DESCRIPTION OF THE TASK:
Answer these questions from the article on the Columbia debris below:
(a) In what place was the tank discovered?
(b) How many such tanks did the shuttle carry, and what did they store?
(c) What share of the orbiter's wreckage has been recovered to date?

PASSAGE GIVEN:
Debris From Space Shuttle Columbia Disaster Found in Texas

Shuttle Columbia Debris
This tank from the space shuttle Columbia, which was destroyed during re-entry to Earth in 2003, was found in 2011 in east Texas. (Image credit: Nacogdoches Police Department)

A piece of debris from NASA's space shuttle Columbia has been discovered in Texas, eight years after the 2003 disaster that destroyed the spacecraft and killed its seven-astronaut crew during re-entry, NASA officials confirmed today (Aug. 2).

The debris was discovered last week in eastern Texas. It is a round aluminum power reactant storage and distribution tank from Columbia, which disintegrated over Texas as it re-entered Earth's atmosphere near the end of a 16-day science mission.

The tank was discovered in an exposed area of Lake Nacogdoches, in Nacogdoches, Texas, about 160 miles northeast of Houston. [Photos: Remembering NASA's Shuttle Columbia Disaster]

"The only reason it's exposed is because there's a drought going on and the tank was under the lake," Lisa Malone, a NASA spokeswoman at the agency's Kennedy Space Center in Florida, told "The tank itself is full of mud."

Nacogdoches police informed NASA of the find and sent pictures for identification. NASA engineers who work on the shuttle's power reactant storage and distribution systems were able to confirm the piece belonged to Columbia. [Columbia Tank Finding Explained ]

"One of the guys had been here more than 30 years and recognized it, and said, 'That’s one of the tanks,'" Malone said.

The piece was one of 18 tanks on the shuttle that stored supercold liquid oxygen and liquid hydrogen. The spherical tank, about 40 inches (1 meter) in diameter, will eventually be shipped back to Kennedy Space Center, where NASA stores all the collected debris from Columbia in a climate controlled area in the giant Vehicle Assembly Building.

"We're working the plans and details out right now as to how we would get it shipped back here," Malone said. "We do want to collect the debris items and keep them in one place."

To date, about 38-40 percent of the Columbia orbiter's wreckage has been recovered. The remainder was either burned up during reentry or is still where it landed in Texas and Louisiana.

"From time to time throughout the year we do get phone calls and emails from people about items they think are debris," Malone said.

The 2003 disaster was traced back to a hole that was punched into one of Columbia's wings by a piece of debris from its fuel tank during launch, according to the findings of a review board that investigated the accident. The hole rendered the orbiter unable to withstand the intense heat of re-entry, causing the vehicle to disintegrate.

DATA BLOCK:
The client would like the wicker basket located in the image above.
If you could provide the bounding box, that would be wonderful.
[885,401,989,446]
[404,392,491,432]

THE RESULT:
(a) In an exposed area of Lake Nacogdoches, in Nacogdoches, Texas, about 160 miles northeast of Houston.
(b) Eighteen tanks, which stored supercold liquid oxygen and liquid hydrogen.
(c) About 38-40 percent.